§ REQUIRED WORK
When scanning the data, count every line with "positive" in it, and report only the resulting number.

[Items from a dataset]

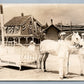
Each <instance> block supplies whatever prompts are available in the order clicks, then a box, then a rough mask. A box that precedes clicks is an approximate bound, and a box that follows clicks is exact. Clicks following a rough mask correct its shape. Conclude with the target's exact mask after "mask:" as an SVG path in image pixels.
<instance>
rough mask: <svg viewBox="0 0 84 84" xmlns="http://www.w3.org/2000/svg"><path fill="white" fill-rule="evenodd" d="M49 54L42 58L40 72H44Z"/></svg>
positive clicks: (45, 55)
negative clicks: (40, 70) (47, 58)
mask: <svg viewBox="0 0 84 84" xmlns="http://www.w3.org/2000/svg"><path fill="white" fill-rule="evenodd" d="M48 55H49V53H45V54H44V55H43V58H42V71H44V72H45V71H46V60H47V58H48Z"/></svg>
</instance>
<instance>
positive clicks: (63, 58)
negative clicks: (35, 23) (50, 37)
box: [38, 33, 80, 78]
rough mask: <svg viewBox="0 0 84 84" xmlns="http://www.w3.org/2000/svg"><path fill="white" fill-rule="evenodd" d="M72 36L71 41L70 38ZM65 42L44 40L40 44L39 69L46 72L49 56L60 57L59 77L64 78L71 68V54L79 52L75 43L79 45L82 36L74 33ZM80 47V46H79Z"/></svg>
mask: <svg viewBox="0 0 84 84" xmlns="http://www.w3.org/2000/svg"><path fill="white" fill-rule="evenodd" d="M70 36H71V41H69V40H68V38H69V37H70ZM70 36H69V37H67V38H66V39H65V40H59V41H53V40H44V41H42V42H41V44H40V53H41V55H40V56H39V63H38V64H39V66H38V68H40V69H42V71H46V64H45V63H46V59H47V58H48V55H49V54H52V55H55V56H58V57H59V77H60V78H63V77H65V76H66V74H67V73H68V70H69V69H68V68H69V55H70V53H72V52H74V51H76V50H77V48H76V47H74V46H73V45H74V43H75V44H76V42H77V43H78V41H79V40H80V36H79V34H78V33H73V34H71V35H70ZM77 47H78V46H77Z"/></svg>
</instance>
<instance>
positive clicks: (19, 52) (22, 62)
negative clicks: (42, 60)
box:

§ EXERCISE OUTPUT
3